Required action:
Only the lines that include "floor" should be copied from the data below.

[Source records]
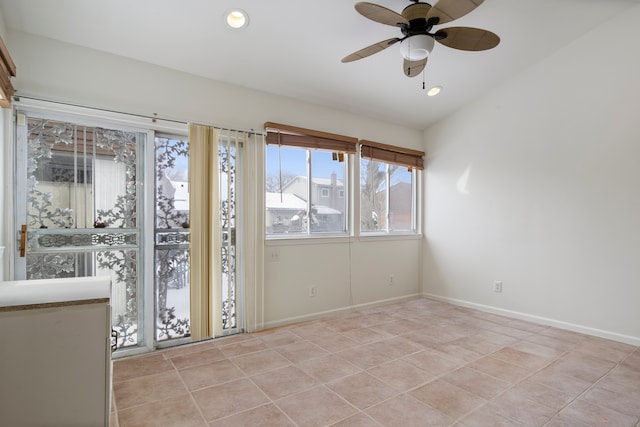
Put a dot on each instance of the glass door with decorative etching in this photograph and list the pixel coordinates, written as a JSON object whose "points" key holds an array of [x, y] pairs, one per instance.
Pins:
{"points": [[79, 209], [105, 200]]}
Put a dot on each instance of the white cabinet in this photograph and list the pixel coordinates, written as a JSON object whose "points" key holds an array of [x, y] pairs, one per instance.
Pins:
{"points": [[55, 355]]}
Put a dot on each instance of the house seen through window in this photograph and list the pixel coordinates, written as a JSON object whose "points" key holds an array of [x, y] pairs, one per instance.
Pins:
{"points": [[304, 192]]}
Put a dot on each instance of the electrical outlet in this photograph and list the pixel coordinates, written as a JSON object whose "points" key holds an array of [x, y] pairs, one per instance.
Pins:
{"points": [[497, 286]]}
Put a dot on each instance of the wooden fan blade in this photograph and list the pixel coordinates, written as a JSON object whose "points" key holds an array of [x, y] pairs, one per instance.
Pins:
{"points": [[467, 38], [370, 50], [413, 68], [416, 11], [380, 14], [448, 10]]}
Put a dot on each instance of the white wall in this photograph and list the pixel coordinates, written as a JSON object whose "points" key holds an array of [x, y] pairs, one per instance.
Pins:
{"points": [[5, 135], [57, 71], [551, 203]]}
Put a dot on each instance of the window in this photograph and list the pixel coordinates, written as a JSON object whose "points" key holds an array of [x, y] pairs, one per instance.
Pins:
{"points": [[388, 188], [305, 182]]}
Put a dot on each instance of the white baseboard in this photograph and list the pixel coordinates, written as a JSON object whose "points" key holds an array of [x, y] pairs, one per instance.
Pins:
{"points": [[320, 314], [627, 339]]}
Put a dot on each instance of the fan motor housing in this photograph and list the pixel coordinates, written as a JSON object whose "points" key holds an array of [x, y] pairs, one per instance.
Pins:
{"points": [[416, 14]]}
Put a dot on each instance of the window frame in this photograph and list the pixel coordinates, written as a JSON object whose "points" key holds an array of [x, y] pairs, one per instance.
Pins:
{"points": [[392, 155], [342, 149]]}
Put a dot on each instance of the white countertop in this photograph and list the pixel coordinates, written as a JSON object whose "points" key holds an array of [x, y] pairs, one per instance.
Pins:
{"points": [[49, 291]]}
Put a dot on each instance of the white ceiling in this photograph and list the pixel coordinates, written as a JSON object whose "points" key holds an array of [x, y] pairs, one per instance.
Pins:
{"points": [[294, 47]]}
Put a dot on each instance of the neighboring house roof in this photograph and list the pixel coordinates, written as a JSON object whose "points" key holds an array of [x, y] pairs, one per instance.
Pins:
{"points": [[317, 181], [284, 201], [325, 210], [181, 196], [293, 202]]}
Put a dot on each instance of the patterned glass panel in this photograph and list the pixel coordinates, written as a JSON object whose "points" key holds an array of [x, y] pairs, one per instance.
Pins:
{"points": [[81, 213], [172, 238]]}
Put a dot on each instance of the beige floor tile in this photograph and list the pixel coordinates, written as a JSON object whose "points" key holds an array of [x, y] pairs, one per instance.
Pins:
{"points": [[396, 347], [627, 403], [581, 366], [358, 420], [406, 411], [334, 343], [633, 361], [510, 332], [212, 354], [400, 374], [363, 357], [486, 342], [537, 349], [604, 349], [309, 330], [188, 348], [477, 382], [243, 347], [526, 326], [594, 415], [487, 416], [328, 368], [267, 415], [433, 362], [457, 351], [528, 361], [527, 412], [362, 390], [348, 368], [229, 398], [366, 335], [139, 366], [447, 398], [622, 379], [559, 381], [557, 344], [147, 389], [284, 381], [531, 390], [277, 339], [564, 335], [210, 374], [316, 407], [500, 369], [261, 361], [399, 327], [300, 351], [175, 412]]}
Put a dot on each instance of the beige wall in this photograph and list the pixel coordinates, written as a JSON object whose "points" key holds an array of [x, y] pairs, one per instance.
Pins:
{"points": [[344, 272], [536, 186]]}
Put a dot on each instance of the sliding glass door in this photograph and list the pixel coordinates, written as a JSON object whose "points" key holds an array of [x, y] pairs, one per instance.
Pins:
{"points": [[107, 200], [79, 206]]}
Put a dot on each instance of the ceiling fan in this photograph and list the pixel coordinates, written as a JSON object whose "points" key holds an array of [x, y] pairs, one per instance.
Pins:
{"points": [[416, 23]]}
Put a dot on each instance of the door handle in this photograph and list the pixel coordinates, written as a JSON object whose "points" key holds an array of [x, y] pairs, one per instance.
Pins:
{"points": [[23, 240]]}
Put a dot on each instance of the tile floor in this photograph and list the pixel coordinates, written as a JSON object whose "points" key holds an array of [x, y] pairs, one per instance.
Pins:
{"points": [[416, 363]]}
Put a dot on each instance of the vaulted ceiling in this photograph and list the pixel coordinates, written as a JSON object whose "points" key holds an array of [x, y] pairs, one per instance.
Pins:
{"points": [[294, 48]]}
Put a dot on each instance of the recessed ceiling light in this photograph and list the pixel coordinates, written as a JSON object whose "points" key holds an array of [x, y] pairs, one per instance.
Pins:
{"points": [[237, 18], [434, 91]]}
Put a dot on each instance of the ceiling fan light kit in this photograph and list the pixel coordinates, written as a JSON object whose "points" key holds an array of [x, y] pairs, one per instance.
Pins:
{"points": [[416, 48], [416, 23], [236, 18]]}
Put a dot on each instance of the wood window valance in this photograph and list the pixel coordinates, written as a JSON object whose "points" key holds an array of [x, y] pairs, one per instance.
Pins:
{"points": [[392, 154], [7, 70], [292, 136]]}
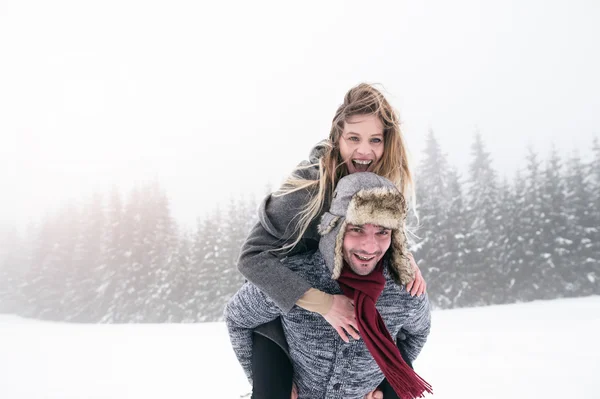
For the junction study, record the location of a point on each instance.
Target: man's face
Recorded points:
(364, 246)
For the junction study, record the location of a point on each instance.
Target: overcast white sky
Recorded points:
(216, 98)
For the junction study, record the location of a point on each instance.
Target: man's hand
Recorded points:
(341, 317)
(376, 394)
(417, 286)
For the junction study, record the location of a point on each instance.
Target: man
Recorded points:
(362, 254)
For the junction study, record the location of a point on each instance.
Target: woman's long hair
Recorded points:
(363, 99)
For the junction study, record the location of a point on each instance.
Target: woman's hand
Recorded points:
(341, 317)
(417, 286)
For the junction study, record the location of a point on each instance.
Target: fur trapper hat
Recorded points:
(366, 198)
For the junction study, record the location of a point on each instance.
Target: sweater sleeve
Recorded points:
(275, 228)
(417, 329)
(246, 310)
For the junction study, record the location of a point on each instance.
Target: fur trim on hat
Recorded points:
(380, 206)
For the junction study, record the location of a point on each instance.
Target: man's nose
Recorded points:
(370, 243)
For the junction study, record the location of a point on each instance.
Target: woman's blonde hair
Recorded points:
(363, 99)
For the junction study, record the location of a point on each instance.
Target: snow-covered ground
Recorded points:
(536, 350)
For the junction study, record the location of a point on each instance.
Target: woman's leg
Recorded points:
(385, 387)
(271, 370)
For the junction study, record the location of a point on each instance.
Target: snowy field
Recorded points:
(540, 350)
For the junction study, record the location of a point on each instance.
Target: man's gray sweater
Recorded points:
(324, 365)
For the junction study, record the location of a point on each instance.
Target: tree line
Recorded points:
(479, 239)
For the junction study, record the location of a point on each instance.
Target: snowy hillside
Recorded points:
(535, 350)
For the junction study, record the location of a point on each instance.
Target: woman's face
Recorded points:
(361, 143)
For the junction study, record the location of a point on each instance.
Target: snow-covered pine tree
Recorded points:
(554, 255)
(433, 199)
(481, 246)
(83, 297)
(580, 273)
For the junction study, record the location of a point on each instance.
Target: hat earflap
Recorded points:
(400, 266)
(338, 263)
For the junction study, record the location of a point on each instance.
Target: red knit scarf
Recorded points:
(365, 290)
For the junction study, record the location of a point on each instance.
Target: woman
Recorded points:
(365, 136)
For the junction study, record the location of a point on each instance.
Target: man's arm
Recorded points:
(246, 310)
(416, 330)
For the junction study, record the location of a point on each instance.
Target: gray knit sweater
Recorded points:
(325, 366)
(275, 228)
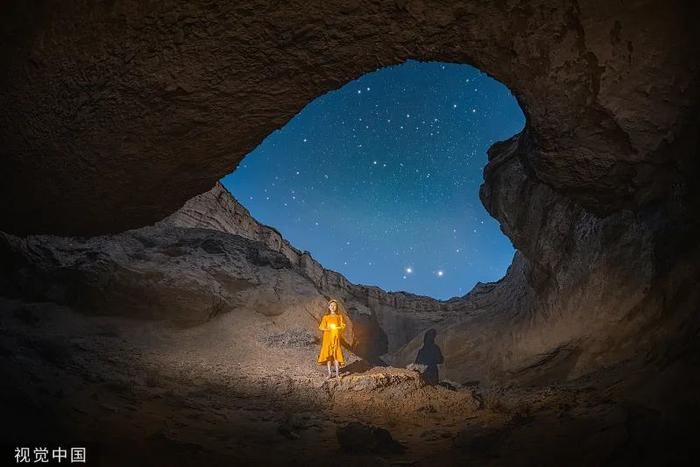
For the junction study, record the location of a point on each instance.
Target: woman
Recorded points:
(332, 325)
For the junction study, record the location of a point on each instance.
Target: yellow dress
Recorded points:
(331, 325)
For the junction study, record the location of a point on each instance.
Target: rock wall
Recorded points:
(152, 103)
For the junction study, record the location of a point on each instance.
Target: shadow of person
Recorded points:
(430, 356)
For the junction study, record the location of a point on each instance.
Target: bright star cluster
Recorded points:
(379, 180)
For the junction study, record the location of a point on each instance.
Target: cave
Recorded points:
(148, 317)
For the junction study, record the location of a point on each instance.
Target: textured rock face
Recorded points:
(209, 257)
(152, 103)
(146, 103)
(400, 315)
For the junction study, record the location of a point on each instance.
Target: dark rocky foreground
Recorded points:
(115, 114)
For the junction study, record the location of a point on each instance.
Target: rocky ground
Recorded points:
(241, 390)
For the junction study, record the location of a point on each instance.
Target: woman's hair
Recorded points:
(340, 308)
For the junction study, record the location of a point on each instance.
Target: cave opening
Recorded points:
(379, 180)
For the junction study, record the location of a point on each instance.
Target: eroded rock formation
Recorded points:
(135, 108)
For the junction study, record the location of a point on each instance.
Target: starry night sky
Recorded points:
(379, 180)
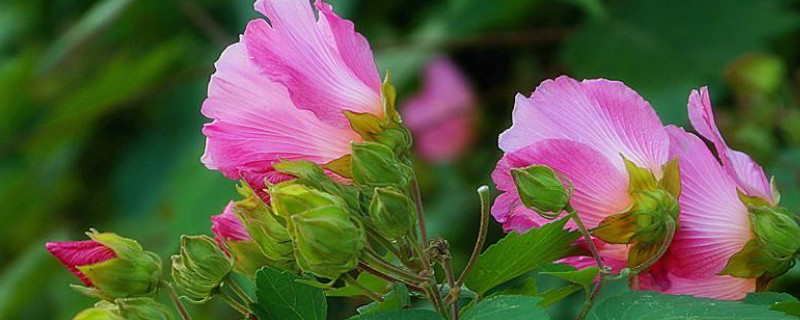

Exercise response:
Put a dot on each instance of the beige floor tile in this photograph and list the pixel coordinates, written as a JSON object whose "points" key holds an array of [x, y] pairs, one per instance.
Put a dot on each instance of the tile floor in this photograph and list the pixel coordinates, written as a JSON object whose "points" key holds an array of [x, y] pairs, one per instance.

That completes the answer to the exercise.